Change "marker" to "pin" in everything from the line containing "Where can you find the covered" down to the end of the records below. Give back only those lines, with nothing else altered.

→ **Given data**:
::::::::
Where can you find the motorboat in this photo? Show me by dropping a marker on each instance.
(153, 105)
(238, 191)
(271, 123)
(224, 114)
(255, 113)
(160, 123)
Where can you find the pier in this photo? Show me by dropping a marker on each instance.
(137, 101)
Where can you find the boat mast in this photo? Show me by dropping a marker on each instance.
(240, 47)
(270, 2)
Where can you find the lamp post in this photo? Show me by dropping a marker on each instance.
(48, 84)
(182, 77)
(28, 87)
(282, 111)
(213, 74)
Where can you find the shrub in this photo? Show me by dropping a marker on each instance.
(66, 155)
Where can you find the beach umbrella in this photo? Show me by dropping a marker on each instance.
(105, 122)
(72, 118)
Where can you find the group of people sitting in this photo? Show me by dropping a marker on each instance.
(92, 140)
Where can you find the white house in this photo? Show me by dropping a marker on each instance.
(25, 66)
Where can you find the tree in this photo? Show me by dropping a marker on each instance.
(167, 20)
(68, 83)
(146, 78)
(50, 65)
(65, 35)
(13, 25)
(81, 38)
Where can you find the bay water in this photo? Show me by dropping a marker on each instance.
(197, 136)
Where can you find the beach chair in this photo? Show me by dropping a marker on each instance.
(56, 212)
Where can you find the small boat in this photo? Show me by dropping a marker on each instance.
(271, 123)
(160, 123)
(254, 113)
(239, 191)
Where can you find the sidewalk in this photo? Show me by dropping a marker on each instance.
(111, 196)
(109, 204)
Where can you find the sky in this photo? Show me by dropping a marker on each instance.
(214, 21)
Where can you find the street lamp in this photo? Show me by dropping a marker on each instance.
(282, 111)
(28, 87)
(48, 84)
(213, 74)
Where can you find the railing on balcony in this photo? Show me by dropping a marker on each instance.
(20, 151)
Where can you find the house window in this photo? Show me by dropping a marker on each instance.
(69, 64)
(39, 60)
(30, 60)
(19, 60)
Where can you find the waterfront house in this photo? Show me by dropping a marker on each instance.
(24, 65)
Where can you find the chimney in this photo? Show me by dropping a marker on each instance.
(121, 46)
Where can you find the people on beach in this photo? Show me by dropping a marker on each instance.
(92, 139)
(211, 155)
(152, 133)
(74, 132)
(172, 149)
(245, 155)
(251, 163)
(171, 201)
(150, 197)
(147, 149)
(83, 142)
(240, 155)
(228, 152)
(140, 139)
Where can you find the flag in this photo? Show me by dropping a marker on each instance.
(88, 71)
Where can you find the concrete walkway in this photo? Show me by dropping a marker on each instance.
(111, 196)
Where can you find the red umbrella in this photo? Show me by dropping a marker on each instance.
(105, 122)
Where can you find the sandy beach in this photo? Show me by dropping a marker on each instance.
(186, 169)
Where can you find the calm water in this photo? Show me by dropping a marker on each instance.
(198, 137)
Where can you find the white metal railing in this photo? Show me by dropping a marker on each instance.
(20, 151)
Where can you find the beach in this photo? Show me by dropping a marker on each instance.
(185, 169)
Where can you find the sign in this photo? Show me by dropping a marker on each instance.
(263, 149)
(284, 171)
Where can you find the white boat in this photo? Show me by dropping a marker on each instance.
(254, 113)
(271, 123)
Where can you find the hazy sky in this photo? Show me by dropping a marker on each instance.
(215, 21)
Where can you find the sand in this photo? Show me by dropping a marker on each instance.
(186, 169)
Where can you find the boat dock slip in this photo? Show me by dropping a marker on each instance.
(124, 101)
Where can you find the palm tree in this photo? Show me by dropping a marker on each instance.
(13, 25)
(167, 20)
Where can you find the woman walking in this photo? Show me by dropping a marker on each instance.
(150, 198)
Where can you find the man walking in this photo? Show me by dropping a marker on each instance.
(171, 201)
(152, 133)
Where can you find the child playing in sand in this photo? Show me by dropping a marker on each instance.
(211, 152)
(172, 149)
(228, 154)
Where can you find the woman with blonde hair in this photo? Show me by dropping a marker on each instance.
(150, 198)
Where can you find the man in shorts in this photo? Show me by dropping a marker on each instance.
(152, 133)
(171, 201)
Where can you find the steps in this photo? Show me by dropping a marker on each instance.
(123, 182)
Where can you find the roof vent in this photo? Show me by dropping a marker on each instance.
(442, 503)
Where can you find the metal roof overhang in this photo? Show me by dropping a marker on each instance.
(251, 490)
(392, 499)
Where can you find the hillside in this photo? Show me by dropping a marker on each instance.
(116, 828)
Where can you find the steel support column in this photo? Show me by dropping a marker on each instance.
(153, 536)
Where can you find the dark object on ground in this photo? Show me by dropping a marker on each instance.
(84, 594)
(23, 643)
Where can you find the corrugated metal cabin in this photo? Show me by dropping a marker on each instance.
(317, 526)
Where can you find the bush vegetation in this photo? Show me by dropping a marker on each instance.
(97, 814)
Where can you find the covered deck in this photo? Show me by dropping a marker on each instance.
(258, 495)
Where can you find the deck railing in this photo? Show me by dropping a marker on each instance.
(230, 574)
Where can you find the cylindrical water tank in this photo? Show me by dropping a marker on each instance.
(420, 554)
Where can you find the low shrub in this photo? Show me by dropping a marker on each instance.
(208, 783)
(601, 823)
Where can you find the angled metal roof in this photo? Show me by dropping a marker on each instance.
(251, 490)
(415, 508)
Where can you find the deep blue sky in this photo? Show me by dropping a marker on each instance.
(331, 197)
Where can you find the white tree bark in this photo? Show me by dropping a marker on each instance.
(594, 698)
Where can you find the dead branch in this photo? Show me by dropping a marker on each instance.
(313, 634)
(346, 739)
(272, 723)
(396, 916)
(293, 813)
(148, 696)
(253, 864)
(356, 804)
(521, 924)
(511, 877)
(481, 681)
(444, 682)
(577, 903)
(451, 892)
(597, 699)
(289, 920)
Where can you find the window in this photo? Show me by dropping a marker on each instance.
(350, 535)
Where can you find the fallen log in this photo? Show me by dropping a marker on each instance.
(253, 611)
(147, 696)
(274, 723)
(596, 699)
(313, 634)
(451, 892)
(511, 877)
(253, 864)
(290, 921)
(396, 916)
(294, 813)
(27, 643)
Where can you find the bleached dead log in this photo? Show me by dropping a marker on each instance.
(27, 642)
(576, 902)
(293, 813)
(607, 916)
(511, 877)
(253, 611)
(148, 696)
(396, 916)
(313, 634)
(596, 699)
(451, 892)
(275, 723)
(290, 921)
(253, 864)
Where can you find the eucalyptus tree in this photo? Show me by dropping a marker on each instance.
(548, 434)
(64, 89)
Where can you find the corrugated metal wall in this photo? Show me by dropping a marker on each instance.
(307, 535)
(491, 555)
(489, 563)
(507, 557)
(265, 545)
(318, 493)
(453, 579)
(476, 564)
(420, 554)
::::::::
→ **Completed exercise**:
Where can you find the covered deck in this photo? Show me by dropping a pin on each instance.
(258, 495)
Where can you find the deck railing in this photo? Show me by dropping a pin on each instance.
(230, 574)
Where can you find the cylindrical water tank in this photo? Show me by dropping a pin on each instance.
(420, 554)
Where can you find the low shrub in this photo? Show me by dropping a pin on each instance.
(208, 783)
(601, 823)
Where can you find the angled metal roof in this photo? Show me by dropping a pin on each instance.
(251, 490)
(415, 508)
Where can you find the deep blue sky in this photo? Show me by dropping a pin on each instance.
(331, 197)
Where can you find the white tree bark in this photo? Show me by dropping a pin on each instance.
(594, 698)
Where can you find the dead branch in this photo? Show me by dropping a pin on each instance.
(313, 634)
(346, 739)
(272, 723)
(396, 916)
(293, 813)
(148, 696)
(253, 864)
(356, 804)
(521, 924)
(511, 877)
(481, 681)
(444, 682)
(577, 903)
(451, 892)
(597, 699)
(289, 920)
Where can you find the window in this photo? Show me by dropping a pin on each instance.
(350, 535)
Where can you find the fallen log in this photo? Show me by dropping a pin on each instance.
(253, 611)
(147, 696)
(274, 723)
(596, 699)
(313, 634)
(451, 892)
(511, 877)
(253, 864)
(290, 921)
(396, 916)
(294, 813)
(27, 643)
Where can you find the bleached dead log in this photo? Show me by dropping a pin on each instance.
(27, 642)
(576, 902)
(293, 813)
(607, 916)
(511, 877)
(253, 611)
(148, 696)
(396, 916)
(313, 634)
(596, 699)
(451, 892)
(275, 723)
(290, 921)
(253, 864)
Where can you find the eucalyptus tree in this photo? Show me by dropping a pin on each instance.
(548, 434)
(64, 89)
Where can you find the corrugated metal wall in this photo? Show me by dropping a pin on each instance.
(307, 535)
(491, 555)
(489, 563)
(507, 557)
(265, 545)
(318, 493)
(453, 579)
(476, 564)
(420, 554)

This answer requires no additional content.